__WHAT THIS EXERCISE ASKS__.
1. Reproduce the portion of the Old Bond Street passage between "The ubiquitous Boswell" and "ladyship’s evident astonishment.", inclusive, word for word.
2. Write the next part of the Old Bond Street passage, picking up after its final sentence.

__EXTRACT__.
[Begin]

In 1708, I find Lords Abingdon, Anglesea, and Coningsby mentioned as living in Old Bond Street; some years later the Countess of Gainsborough resided here; but the street as a residential quarter is more interesting from the fact that Laurence Sterne died, at what is the present No. 41, in 1768. The man whose name was on everyone’s lips, and whose extraordinary work was in everyone’s hands, departed to the land of shades with only two hirelings to bid him Godspeed; and one of these alien hands, that of John Macdonald, a footman, has left the description of that last strange scene. “About this time Mr. Sterne, the celebrated author, was taken ill at the silk-bag shop in Old Bond Street.... I went to Mr. Sterne’s lodgings; the mistress opened the door; I inquired how he did. She told me to go up to the nurse; I went into the room, and he was just a-dying. I waited ten minutes; but in five he said, ‘Now it is come’! He put up his hand as if to stop a blow, and died in a minute.”
The ubiquitous Boswell was lodging in Old Bond Street a year after Sterne’s death, and Pascali Paoli, whose name looms largely in Boswell’s “voluminous page,” had already come here some eight years earlier. Gibbon, on his return[Pg 87] from Lausanne, also lodged in Bond Street, where he writes: “While coaches were rattling through Bond Street, I have passed many a solitary evening in my lodgings with my books”; while half a century earlier Mrs. Loe, a friend of Lady Wentworth’s, was residing here, in 1710, and we find the old gossip visiting her and subsequently informing her son that “she (Mrs. L.) had ten wax candles, six in one room and fower in a very little one and very fynly furnished,” to her ladyship’s evident astonishment.
At No. 24, the Artists’ Benevolent Institution was housed, in 1814; but this particular building is more interesting still from the fact that, in 1791, it was the residence—one of his many in London—of Sir Thomas Lawrence; while Northcote, the artist, at No. 2, in 1781, and Ozias Humphrey, the miniature painter, at No. 13, in 1796, combine with Lawrence, to represent Art here.

[End]

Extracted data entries

[Begin]

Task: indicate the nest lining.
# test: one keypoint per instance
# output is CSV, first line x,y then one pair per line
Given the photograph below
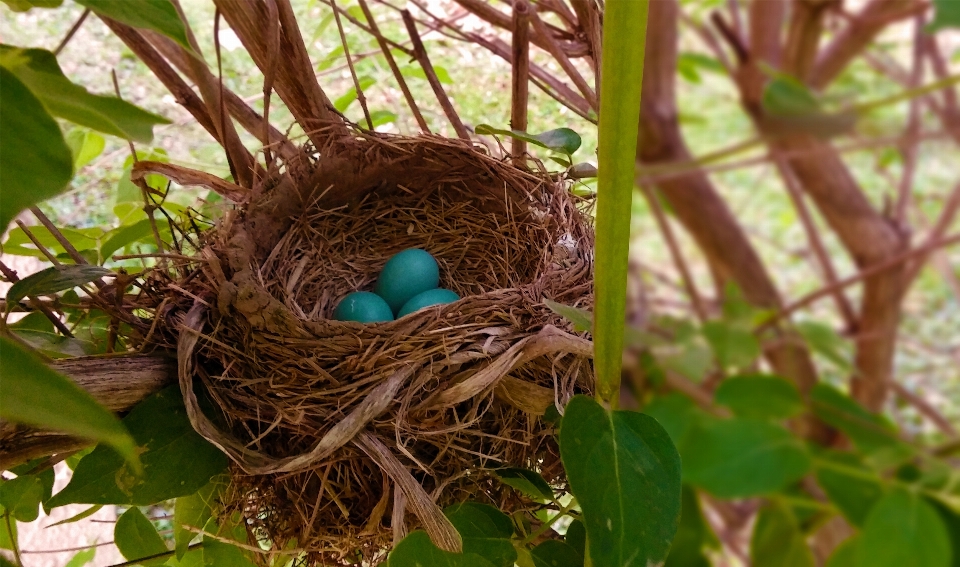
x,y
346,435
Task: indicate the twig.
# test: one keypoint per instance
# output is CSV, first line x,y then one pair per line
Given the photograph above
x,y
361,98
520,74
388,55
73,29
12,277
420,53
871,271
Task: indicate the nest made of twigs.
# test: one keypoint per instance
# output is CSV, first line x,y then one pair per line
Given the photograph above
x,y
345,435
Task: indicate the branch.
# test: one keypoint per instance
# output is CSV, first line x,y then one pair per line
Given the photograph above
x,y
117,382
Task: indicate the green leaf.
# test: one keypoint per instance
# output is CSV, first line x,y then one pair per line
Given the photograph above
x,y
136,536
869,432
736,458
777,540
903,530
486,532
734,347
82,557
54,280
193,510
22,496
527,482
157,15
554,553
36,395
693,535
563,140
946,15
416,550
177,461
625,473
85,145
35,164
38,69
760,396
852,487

[End]
[Begin]

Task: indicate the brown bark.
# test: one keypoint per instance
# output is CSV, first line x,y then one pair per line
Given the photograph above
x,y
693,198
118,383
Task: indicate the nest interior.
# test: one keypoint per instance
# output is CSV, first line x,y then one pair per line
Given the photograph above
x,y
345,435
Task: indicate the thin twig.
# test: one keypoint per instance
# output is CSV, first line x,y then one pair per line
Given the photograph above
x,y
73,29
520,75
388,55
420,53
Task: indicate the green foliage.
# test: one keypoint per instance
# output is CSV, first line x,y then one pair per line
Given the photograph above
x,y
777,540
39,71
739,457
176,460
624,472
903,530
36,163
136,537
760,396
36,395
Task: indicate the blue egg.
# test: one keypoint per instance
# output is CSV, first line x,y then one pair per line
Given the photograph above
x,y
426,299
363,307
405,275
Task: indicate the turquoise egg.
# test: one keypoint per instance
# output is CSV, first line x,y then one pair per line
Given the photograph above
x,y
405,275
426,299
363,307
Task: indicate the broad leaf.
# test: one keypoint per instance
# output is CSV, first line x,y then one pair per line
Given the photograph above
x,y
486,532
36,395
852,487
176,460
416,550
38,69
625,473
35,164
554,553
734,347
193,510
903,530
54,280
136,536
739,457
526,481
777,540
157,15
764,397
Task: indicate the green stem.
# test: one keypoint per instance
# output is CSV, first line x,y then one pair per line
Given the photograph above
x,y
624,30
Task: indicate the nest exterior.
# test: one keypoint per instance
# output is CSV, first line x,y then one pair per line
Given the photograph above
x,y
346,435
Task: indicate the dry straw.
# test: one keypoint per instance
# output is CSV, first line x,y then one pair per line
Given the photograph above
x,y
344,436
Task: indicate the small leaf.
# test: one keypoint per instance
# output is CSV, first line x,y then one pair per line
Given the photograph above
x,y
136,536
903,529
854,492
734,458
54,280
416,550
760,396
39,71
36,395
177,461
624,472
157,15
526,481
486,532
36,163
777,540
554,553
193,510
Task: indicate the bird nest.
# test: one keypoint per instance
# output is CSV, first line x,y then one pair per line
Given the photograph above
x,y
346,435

[End]

__ANSWERS BY TASK__.
1.
The ubiquitous Boswell was lodging in Old Bond Street a year after Sterne’s death, and Pascali Paoli, whose name looms largely in Boswell’s “voluminous page,” had already come here some eight years earlier. Gibbon, on his return[Pg 87] from Lausanne, also lodged in Bond Street, where he writes: “While coaches were rattling through Bond Street, I have passed many a solitary evening in my lodgings with my books”; while half a century earlier Mrs. Loe, a friend of Lady Wentworth’s, was residing here, in 1710, and we find the old gossip visiting her and subsequently informing her son that “she (Mrs. L.) had ten wax candles, six in one room and fower in a very little one and very fynly furnished,” to her ladyship’s evident astonishment.

2.
Bond Street, if to a lesser degree than some other thoroughfares close by, has always been noted for its hotels, one of the most famous being Long’s, at Nos. 15 and 16, rebuilt and greatly enlarged in 1888, which was patronised by Sir Walter Scott; and here he met Lord Byron for the last time in 1815; and Stevens’s Hotel, two doors off, where Byron was to be met with in the days when he affected to live a fashionable life and consort with the “Dandies.” Stevens’s was at No. 18, and, having been rebuilt in 1888, is now a jewellers’; another hostelry has also disappeared these 30 years—this was the Clarendon Hotel, at No. 169, which occupied the former town residence of the Dukes of Grafton, where at a later time the great Chatham once lived.
Old Bond Street, which begins at “Stewart’s Corner,”[Pg 88] runs into New Bond Street with nothing to mark their division or to indicate that they form, except in name, anything but one continuous thoroughfare. The latter was not, however, formed till about 30 years after its prototype; but it equals it in interest by reason of the illustrious ones who have dwelt in it. Here, for instance, came in 1727, to lodge with his cousin Lancelot, at a house then described as “over against the Crown and Cushion,” the great Dean of St. Patrick’s, whom we have met with in Piccadilly when he was lodging in Pall Mall or Bury Street; here lived a few years later that most delightful of garrulous memoir-writers, Mrs. Delany, the friend of Fanny Burney and Queen Charlotte and of how many others; Lord Coventry, who married one of the beautiful Gunnings, was here, in 1732; so was Lord Craven and Lord Abergavenny; later still George Selwyn cut his jokes in the street and hurried by this way to many a last scene at Tyburn, not far off in the Oxford Road. Dr. Johnson’s ponderous form might have been seen here, rolling along, as he touched all the posts he passed.
Thomson, “who sang the seasons and their change,” and used to lie abed so unconscionable a time o’mornings also lived in New Bond Street, before he flitted to “ambrosial Richmond.”
Not only have men of thought and fashion resided here, but men of action, in the persons of Lord Nelson and Sir Thomas Picton, have been represented. The former was staying at No. 147, in 1797, and therewith a curious circumstance is on record. After he had been created Duke of Bronté, he was accustomed to make presents to his friends of[Pg 89] casks of Marsala, for which his estates in Sicily were celebrated. Curiously enough, during some excavations next door to Nelson’s one-time residence, a cask of this wine, in a bricked-up cellar, was discovered. So rotten, however, had the cask become, that on exposure to the air it fell to pieces.
Southey tells of the following incident which occurred during Nelson’s sojourn here.
“One night, after a day of constant pain, Nelson retired early to bed ... the family was soon disturbed by a mob knocking loudly and violently at the door. The news of Duncan’s victory had been made public, and the house was not illuminated. But when the mob was told that Admiral Nelson lay there in bed, badly wounded, the foremost of them made answer, “You shall hear no more from us to-night.”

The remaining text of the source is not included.